WHAT IS ASKED:
1) Answer these about the opening on empathy in the workplace below:
(a) Whose words open the chapter with "Greed is out. Empathy is in."?
(b) When, and for what event, was the keynote address given?
(c) How long was the strategic planning and dialogue project?
2) Continue the opening below on bringing empathy into the workplace, picking up after its final sentence.
* START TEXT PROVIDED *
Understanding Empathy and Needs-Based Awareness

ONE

Introducing the Third Dimension and Integrated Clarity®

Greed is out. Empathy is in.

—Frans de Waal, The Age of Empathy: Nature’s Lessons for a Kinder Society

As humanity evolves, we are constantly being invited to expand our view of ourselves and the world. This creates enormous changes in our workplaces and the way we relate to one another at work. But sometimes it isn’t easy for us to comprehend that next dimension in our evolution.

This book introduces a way to bring empathy into the workplace— to create a new dimension of increased harmony, productivity, and success to both individuals and organizations. As I spoke of this new paradigm in the fall 2004 keynote address for the University of Arizona’s College of Fine Arts’ opening convocation, I told the following story of Flatland and Spaceland. My talk marked the beginning of a thirteen-month strategic planning and dialogue project I was hired to conduct with the college management and staff. They were about to be introduced to a new dimension—the one you will experience and other managers, employees, and business owners are coming to know, if you put into action what you read in this book.
* END TEXT PROVIDED *
* START DATA LINES *
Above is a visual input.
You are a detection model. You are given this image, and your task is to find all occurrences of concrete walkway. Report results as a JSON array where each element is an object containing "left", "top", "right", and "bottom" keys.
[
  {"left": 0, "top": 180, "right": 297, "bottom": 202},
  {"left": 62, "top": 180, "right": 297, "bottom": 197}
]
* END DATA LINES *
FINAL RESULTS:
1)
(a) Frans de Waal, from The Age of Empathy: Nature's Lessons for a Kinder Society.
(b) In the fall of 2004, for the opening convocation of the University of Arizona's College of Fine Arts.
(c) Thirteen months.

2)
MOVING FROM FLATLAND TO SPACELAND

The day before the convocation, Dean Maurice Sevigny asked me what I was planning to talk about. He had a regular practice of reading all the latest management and organization development books as a way to support his college in an economy of dwindling funds for the arts. I think he was surprised by my answer.

I asked him if he knew of a book called Flatland.¹

No, I haven’t read that one, he said. When was it published?

Eighteen eighty-four, I replied.

Eighteen eighty-four! The dean laughed, but his look begged further clarification so I briefly explained my plan.

The next day, I began my talk with the story of Flatland, a short novel written by Englishman Edwin Abbot. It’s a story about a two-dimensional world where inhabitants can only perceive length and width. They are called Flatlanders. The main character is a Square, who is married to a Line and has two sons, both Hexagons.

One dark night, the Square is visited by a Sphere, a three-dimensional ball. In Flatland, when a three-dimensional ball-shaped object passes through their world, Flatlanders can’t comprehend its depth or fullness.

The Sphere explains that it’s from Spaceland, a third dimension, but soon grows frustrated at the Square’s ignorance.

What do you mean you don’t understand the third dimension? he asks. I’m from space. I can go above and beyond Flatland.

The Square replies: Well, we can do that, too. We go North and South.

You can see the problem with trying to explain a third dimension in words.

With more confusion and nothing concrete to support the idea of another dimension, the Square becomes increasingly fearful.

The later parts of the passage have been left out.